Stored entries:
::::::

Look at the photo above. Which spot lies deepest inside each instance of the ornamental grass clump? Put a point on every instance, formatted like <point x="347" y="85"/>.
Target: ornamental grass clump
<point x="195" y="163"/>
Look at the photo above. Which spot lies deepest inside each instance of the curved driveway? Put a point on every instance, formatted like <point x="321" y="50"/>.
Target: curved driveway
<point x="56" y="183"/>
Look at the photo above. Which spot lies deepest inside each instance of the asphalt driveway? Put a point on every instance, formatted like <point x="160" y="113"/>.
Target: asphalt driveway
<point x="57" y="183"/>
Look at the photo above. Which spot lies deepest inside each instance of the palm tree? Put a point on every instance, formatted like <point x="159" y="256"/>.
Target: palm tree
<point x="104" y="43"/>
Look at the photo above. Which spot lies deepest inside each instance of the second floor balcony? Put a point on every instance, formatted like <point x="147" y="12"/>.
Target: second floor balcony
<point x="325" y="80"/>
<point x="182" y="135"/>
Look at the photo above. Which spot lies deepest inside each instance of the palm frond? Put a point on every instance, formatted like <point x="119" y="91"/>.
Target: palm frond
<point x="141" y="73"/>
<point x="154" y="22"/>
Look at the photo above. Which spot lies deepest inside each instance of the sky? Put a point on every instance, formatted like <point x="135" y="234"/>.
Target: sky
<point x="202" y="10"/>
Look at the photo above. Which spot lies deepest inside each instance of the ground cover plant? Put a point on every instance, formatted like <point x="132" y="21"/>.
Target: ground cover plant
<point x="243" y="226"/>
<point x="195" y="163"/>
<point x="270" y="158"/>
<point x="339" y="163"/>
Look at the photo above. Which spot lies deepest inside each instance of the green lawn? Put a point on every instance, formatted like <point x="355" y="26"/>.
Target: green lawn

::::::

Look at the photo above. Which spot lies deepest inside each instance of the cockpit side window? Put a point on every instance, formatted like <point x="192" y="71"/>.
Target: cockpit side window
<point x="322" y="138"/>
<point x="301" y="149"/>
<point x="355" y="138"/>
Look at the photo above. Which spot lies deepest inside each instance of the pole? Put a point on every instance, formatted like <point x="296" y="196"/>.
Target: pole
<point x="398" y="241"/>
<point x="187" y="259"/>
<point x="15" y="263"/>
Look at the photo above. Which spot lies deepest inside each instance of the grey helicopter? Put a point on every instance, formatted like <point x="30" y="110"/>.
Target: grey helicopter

::::::

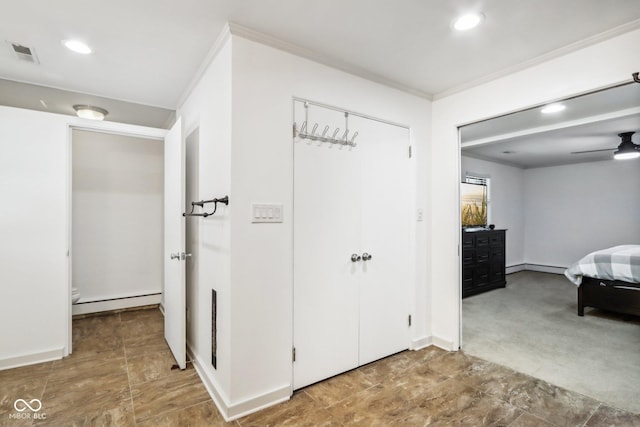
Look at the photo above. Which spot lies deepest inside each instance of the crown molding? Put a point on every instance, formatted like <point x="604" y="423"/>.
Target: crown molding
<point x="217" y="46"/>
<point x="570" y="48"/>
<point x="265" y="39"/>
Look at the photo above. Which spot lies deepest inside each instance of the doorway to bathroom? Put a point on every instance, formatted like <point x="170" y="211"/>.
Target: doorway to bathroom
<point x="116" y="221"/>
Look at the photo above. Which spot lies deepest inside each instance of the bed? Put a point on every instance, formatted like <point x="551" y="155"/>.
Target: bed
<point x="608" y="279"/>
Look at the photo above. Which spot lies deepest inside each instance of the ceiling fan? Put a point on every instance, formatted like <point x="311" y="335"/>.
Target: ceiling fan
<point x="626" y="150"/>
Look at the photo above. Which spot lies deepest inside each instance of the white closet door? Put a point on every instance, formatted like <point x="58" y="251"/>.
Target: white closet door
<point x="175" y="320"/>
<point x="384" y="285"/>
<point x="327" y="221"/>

::::::

**What the task requires:** Retype only the lines above between the line with "Target: pole" and the line with "Target: grey helicopter", counting those two lines as well, and keep every character as it is.

**The completed task:**
Target: pole
<point x="398" y="241"/>
<point x="187" y="259"/>
<point x="15" y="263"/>
Look at the photo above. Which spot lies deepest inside each instance of the grey helicopter? Put a point on every instance, formatted like <point x="30" y="110"/>.
Target: grey helicopter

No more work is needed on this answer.